**Document extract:**
AA has a long history, from human-driven decisions to algorithmically-driven ones. To date, the traditional stylistic approach to AA is the one most often employed in forensic casework, due to its explanatory potential and its explicit correlation within the well-established forensic area of handwriting examination.

For example, in the case of the murder of Amanda Birks, Amanda’s husband, Christopher, attempted to disguise the actual cause of his wife’s death as an accident by sending a number of text messages from her phone. The analysis of spelling variants allowed the forensic examiner to conclude that the text messages were forged and pointed toward Christopher as the actual author (Grant, 2013).

Christopher later confessed and was charged with murder. In another similar homicide case, a husband forged his wife’s farewell letter on a typewriter but was identified through spelling errors (Eagleson, 1994).

The methods of the stylistic framework are not clearly defined since prior to the examination of the text, examiners can never precisely know what sort of features they are looking for (Grant, 2013, p.

472). In his book on forensic stylistics, McMenamin (2002) presents an extensive list of potential style markers based on his experience with 80 authorship cases. The markers include, but are not limited to text format, usage of numbers and symbols, abbreviations, punctuation, capitalisation, spelling, word formation, syntax, discourse, errors and corrections, and high-frequency words.

Examiners typically rely on a combination of qualitative and quantitative techniques to identify the recurring patterns across the compared texts and to ensure the highest recovery of any forensically relevant information. However, due to the lack of established protocol, potential subjectivity, and a risk of confirmation bias (Nickerson, 1998; Risinger et al., 2002), AA is not always admissible in court testimonies (Coulthard, 2013). Such analysis is also very time- and resource-consuming and therefore inadequate for problems involving greater amounts of textual data within limited timeframes, as is common in contemporary scenarios.

Computational AA, or stylometry, on the other hand, seems to be a solution to these problems. These days, most computational linguists have experimented with creating a model of some sort that is able to classify texts by author. The result is a numerous array of available methods and programmes.

According to one of these open sources, “one of the primary uses of the stylometric software is

(3)

verifying the authorship of a text, whether for academic purposes or to expose a forgery” (Emma Identity, 2017).

Attempts have been made to take AA technology to court (Chaski, 2013), albeit not without critique, and there are ongoing attempts to implement it in security settings (see the research by Privacy, Security and Automation Lab). But the question is whether we can trust its verdict.

**Jobs:**
1. In the text on authorship analysis, how many authorship cases was McMenamin's list of style markers based on?
2. For each statement, answer yes or no depending on whether it agrees with the text on authorship analysis, and quote the words that decide it. (a) In the Amanda Birks case, the study of spelling variants showed that the text messages were forged. (b) The traditional stylistic approach is seldom used in forensic casework. (c) Authorship analysis is always accepted in court testimonies.
3. Write out the passage of the text on authorship analysis that starts with "verifying the authorship" and goes on through "trust its verdict.".
The items that follow come from a different source than the text on authorship analysis.

**Recorded data:**

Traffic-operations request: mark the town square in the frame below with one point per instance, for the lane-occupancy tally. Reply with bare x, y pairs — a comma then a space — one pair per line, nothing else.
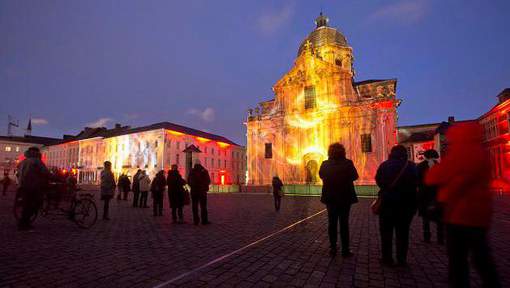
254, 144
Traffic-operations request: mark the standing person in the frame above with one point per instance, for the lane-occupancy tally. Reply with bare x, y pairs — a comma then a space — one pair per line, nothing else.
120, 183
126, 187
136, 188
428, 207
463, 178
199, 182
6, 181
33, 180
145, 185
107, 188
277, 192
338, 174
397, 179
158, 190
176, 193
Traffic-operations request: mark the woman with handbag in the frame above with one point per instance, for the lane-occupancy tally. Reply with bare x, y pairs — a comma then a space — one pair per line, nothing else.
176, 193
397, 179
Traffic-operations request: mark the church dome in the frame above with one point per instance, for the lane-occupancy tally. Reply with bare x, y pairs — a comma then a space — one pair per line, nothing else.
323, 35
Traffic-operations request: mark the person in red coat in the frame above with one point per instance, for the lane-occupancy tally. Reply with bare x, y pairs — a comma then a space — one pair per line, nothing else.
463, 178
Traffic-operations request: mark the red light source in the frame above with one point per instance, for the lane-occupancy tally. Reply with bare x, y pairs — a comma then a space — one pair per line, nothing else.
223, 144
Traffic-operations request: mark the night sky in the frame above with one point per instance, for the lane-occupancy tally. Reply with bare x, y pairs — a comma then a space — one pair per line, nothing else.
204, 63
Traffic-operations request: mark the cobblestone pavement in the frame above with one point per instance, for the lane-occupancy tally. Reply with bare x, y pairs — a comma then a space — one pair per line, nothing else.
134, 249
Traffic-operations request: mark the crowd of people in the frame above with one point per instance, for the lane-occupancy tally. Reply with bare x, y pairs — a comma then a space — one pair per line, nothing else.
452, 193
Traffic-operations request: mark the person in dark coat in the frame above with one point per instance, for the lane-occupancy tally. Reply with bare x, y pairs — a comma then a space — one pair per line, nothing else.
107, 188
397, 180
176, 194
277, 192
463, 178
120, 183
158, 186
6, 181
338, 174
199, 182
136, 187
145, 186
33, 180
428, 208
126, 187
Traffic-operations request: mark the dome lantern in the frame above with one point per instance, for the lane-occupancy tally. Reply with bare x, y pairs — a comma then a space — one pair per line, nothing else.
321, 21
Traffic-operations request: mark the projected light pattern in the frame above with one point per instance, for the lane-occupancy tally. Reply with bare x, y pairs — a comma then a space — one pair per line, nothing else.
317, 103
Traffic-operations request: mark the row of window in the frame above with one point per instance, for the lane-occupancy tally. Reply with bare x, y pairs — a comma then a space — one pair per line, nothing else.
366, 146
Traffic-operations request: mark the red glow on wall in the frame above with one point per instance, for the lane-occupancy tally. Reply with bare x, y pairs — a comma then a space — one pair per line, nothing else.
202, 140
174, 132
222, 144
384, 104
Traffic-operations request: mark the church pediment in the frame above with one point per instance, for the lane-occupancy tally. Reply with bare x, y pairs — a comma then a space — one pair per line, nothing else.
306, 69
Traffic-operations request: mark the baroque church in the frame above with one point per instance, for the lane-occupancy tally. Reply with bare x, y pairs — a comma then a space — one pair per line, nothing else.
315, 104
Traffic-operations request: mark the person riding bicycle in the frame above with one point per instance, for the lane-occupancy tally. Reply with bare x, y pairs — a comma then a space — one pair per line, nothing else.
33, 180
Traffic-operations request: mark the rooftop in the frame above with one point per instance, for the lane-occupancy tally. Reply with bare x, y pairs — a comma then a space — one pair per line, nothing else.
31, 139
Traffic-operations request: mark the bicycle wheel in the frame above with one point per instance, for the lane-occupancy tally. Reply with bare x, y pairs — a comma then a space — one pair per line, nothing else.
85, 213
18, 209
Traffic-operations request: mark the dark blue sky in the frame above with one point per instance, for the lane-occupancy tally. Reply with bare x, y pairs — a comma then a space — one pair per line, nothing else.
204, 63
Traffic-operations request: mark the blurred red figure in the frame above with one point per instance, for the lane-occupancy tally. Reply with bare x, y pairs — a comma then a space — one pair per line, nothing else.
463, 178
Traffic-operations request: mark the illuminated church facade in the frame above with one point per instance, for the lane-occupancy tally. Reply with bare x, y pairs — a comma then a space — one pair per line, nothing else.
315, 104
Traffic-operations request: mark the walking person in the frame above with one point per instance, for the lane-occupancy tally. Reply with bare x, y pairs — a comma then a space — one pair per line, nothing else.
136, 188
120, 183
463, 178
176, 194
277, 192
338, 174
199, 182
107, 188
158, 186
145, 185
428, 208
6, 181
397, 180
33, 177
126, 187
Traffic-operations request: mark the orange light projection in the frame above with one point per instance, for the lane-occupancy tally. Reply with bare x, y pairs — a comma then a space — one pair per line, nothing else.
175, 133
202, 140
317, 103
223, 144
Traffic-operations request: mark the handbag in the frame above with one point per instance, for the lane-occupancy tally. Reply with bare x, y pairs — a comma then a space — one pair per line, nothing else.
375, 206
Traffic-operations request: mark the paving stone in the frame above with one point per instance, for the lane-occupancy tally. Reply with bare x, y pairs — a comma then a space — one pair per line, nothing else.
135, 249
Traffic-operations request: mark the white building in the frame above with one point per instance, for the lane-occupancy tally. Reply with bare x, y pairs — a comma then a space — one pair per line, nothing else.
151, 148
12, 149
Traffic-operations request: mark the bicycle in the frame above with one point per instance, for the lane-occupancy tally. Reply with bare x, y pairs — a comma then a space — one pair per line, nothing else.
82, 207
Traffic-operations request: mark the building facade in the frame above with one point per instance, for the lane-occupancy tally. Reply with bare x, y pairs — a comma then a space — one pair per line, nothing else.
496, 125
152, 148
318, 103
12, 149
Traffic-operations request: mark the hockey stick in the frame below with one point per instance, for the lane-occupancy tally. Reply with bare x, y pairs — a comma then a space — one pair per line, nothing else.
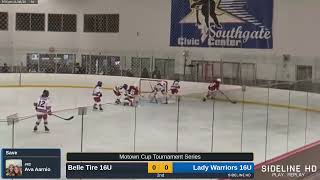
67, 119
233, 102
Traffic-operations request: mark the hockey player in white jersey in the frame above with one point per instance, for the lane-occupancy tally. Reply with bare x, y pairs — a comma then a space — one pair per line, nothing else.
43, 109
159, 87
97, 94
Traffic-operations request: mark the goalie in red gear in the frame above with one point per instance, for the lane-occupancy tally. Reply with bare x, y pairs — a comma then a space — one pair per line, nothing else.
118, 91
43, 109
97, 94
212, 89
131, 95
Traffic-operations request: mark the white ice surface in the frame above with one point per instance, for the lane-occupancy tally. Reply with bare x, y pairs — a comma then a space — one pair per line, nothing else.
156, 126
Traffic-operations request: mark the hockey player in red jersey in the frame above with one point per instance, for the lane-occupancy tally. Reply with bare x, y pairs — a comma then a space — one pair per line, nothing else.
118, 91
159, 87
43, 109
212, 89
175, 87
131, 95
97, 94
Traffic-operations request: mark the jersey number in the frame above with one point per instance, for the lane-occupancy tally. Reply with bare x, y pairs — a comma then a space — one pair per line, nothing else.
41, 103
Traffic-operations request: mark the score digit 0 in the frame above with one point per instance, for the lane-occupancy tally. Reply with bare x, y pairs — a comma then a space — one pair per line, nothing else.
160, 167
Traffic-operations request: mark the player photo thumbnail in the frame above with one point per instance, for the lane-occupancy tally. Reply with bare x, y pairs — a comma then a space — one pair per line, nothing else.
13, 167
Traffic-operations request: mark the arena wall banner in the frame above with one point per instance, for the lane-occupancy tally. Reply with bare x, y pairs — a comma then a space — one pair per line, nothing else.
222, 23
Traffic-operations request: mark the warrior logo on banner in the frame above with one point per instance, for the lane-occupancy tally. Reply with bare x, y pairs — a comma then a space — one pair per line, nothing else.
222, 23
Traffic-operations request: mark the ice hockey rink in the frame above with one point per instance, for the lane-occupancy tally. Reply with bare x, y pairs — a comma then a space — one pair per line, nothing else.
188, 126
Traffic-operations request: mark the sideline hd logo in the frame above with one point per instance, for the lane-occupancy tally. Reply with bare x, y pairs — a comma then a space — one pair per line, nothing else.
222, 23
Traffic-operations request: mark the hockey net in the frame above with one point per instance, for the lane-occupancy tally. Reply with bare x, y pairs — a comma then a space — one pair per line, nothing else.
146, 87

**Answers for the exercise:**
1. It was based on 80 authorship cases.

2.
(a) Yes: "The analysis of spelling variants allowed the forensic examiner to conclude that the text messages were forged"
(b) No: "the traditional stylistic approach to AA is the one most often employed in forensic casework"
(c) No: "AA is not always admissible in court testimonies"

3.
verifying the authorship of a text, whether for academic purposes or to expose a forgery” (Emma Identity, 2017).

Attempts have been made to take AA technology to court (Chaski, 2013), albeit not without critique, and there are ongoing attempts to implement it in security settings (see the research by Privacy, Security and Automation Lab). But the question is whether we can trust its verdict.